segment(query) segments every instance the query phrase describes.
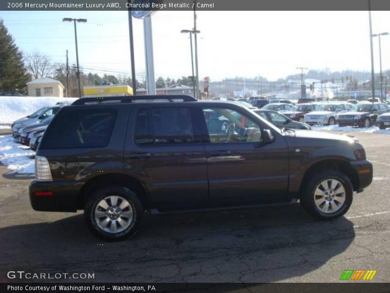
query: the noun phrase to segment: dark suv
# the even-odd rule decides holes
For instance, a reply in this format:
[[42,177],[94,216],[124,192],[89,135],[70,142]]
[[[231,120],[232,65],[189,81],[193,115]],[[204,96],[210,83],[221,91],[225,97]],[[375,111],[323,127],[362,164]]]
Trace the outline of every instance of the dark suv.
[[187,96],[79,99],[54,117],[35,160],[33,208],[84,209],[109,240],[133,234],[145,210],[299,199],[333,219],[372,179],[351,137],[281,130],[237,103]]

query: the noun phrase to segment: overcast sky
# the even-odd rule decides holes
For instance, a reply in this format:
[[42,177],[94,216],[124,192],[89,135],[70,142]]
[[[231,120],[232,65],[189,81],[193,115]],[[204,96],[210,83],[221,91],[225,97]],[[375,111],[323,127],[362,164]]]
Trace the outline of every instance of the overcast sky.
[[[156,77],[191,75],[190,40],[181,29],[193,26],[192,12],[158,12],[152,17]],[[296,73],[297,67],[370,70],[367,11],[197,12],[199,77],[213,81],[260,75],[269,80]],[[390,32],[390,13],[373,11],[373,33]],[[23,52],[38,50],[53,62],[76,63],[73,23],[78,25],[79,60],[85,72],[130,75],[126,11],[2,11],[0,17]],[[134,19],[137,79],[145,72],[143,21]],[[374,39],[379,72],[377,38]],[[390,68],[390,36],[382,39],[382,68]],[[89,69],[90,68],[90,69]]]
______
What needs to be done: Copy out the lines of the records verbatim, starting at the line that contains "query: the noun phrase to segment: overcast" and ending at the final line of the records.

Exercise output:
query: the noun phrase to segment: overcast sky
# the even-odd rule decides holes
For instance, a reply in this format:
[[42,177],[94,216],[124,192],[89,135],[70,142]]
[[[231,120],[232,65],[189,81],[193,115]],[[204,96],[210,83],[221,91],[225,97]],[[375,111],[323,127],[362,164]]]
Trace the outline of every instance of the overcast sky.
[[[156,77],[191,75],[190,40],[181,29],[193,26],[192,12],[158,12],[152,17]],[[296,73],[297,67],[370,70],[367,11],[197,12],[199,77],[213,81],[260,75],[269,80]],[[390,32],[390,13],[373,11],[373,33]],[[23,52],[38,50],[53,62],[76,63],[73,23],[78,25],[79,60],[85,72],[130,75],[126,11],[2,11],[0,17]],[[134,19],[137,79],[145,72],[143,21]],[[374,39],[379,72],[377,38]],[[390,68],[390,36],[382,39],[382,68]],[[89,69],[90,68],[90,69]]]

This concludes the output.